[Rows from a dataset]

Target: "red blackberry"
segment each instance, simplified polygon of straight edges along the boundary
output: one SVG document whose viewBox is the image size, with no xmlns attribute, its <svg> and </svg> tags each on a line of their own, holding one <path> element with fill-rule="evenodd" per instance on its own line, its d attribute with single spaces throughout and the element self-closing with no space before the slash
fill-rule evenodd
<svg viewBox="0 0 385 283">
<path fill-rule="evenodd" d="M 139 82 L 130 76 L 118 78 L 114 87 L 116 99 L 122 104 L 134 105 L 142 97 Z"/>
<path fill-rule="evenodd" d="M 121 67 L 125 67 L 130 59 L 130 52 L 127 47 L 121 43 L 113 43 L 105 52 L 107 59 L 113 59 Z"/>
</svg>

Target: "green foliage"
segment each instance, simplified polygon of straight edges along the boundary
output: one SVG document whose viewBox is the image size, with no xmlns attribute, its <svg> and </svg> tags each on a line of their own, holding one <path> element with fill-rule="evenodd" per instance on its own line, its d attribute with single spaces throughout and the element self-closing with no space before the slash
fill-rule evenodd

Work to do:
Copy every line of the records above, word for word and in the same order.

Full answer:
Target: "red blackberry"
segment each instance, simplified polygon of straight edges along the boundary
output: one SVG document whose viewBox is the image size, with no xmlns attribute, its <svg> and </svg> tags each on a line of their own, holding one <path> element with fill-rule="evenodd" per instance on its own line, its d attribute with single spaces throughout and the element self-closing with no space before the slash
fill-rule evenodd
<svg viewBox="0 0 385 283">
<path fill-rule="evenodd" d="M 139 82 L 130 76 L 118 78 L 114 87 L 116 99 L 122 104 L 134 105 L 142 97 Z"/>
<path fill-rule="evenodd" d="M 121 67 L 125 67 L 130 59 L 130 52 L 127 47 L 121 43 L 113 43 L 105 52 L 107 59 L 113 59 Z"/>
</svg>

Target: "green foliage"
segment each instance, simplified polygon of straight edges along the boundary
output: one SVG document whose viewBox is the image size, with no xmlns attribute, its <svg> and </svg> tags each on a line of their own, holding one <path> element with fill-rule="evenodd" per instance on its own line, its d attribute with single spaces throughout and the element self-closing with no space before the slash
fill-rule evenodd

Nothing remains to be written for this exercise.